Copy out every line of the material below word for word, omitting the pictures.
## START Data rows
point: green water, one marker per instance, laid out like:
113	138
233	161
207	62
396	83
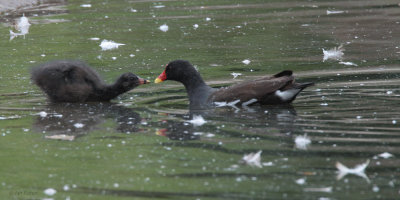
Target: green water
142	147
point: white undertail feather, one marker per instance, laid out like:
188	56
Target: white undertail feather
358	170
249	102
287	94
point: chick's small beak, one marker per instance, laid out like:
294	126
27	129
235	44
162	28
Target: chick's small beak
143	81
161	78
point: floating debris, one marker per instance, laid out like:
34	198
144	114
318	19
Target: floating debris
385	155
197	120
252	159
358	170
60	137
86	5
108	45
302	141
246	61
323	189
333	54
164	28
268	164
10	117
42	114
22	26
236	74
301	181
66	187
348	63
330	12
50	191
79	125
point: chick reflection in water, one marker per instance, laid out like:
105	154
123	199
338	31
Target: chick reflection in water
67	121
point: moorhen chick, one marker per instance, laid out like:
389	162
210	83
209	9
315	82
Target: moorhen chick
278	89
74	81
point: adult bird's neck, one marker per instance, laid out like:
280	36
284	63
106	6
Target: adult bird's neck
197	90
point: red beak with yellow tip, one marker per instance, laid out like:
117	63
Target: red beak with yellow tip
161	77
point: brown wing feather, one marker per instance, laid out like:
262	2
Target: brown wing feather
251	89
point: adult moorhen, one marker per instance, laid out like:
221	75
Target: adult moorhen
278	89
74	81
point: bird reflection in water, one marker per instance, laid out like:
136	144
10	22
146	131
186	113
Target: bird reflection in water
280	117
67	121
## END Data rows
Exercise solution:
point: green water, one marker per instance, laid out like:
113	138
233	161
207	62
396	83
Target: green water
142	147
point: white undertail feather, one marker per instance, laid out like:
188	56
Target: white undertail feather
358	170
249	102
287	94
point: chick's small beak, one marker per instance, laid out like:
294	126
27	129
235	44
162	28
Target: chick's small beak
143	81
161	78
point: floating debris, one marker per instance, laid out like:
34	198
144	114
318	19
Target: floating debris
385	155
197	120
252	159
358	170
60	137
86	5
108	45
302	141
246	61
323	189
333	54
164	28
268	164
10	117
42	114
22	26
236	74
301	181
66	187
348	63
330	12
50	191
79	125
point: chick reflection in water, one marker per instance, laid out like:
105	154
123	199
338	31
Target: chick reflection in water
67	121
point: moorhen chick, one marker per instance, laid out like:
389	162
210	83
209	9
315	82
Target: moorhen chick
278	89
74	81
point: adult bird's neck, one marker per instance, laid out like:
280	36
284	63
106	6
Target: adult bird's neck
197	90
point: red beak with yellow tip, one marker per instance, laid out like:
117	63
Target: red beak with yellow tip
161	77
point: brown wing feather, one marker per instance, laid out like:
262	2
Target: brown wing feather
251	89
point: adult moorhen, one marker per instance, laid out like:
221	75
Target: adult moorhen
278	89
74	81
point: bird reflection in water, one marker per instance, laid out like:
136	144
10	22
146	131
186	113
Target: bird reflection in water
280	117
67	121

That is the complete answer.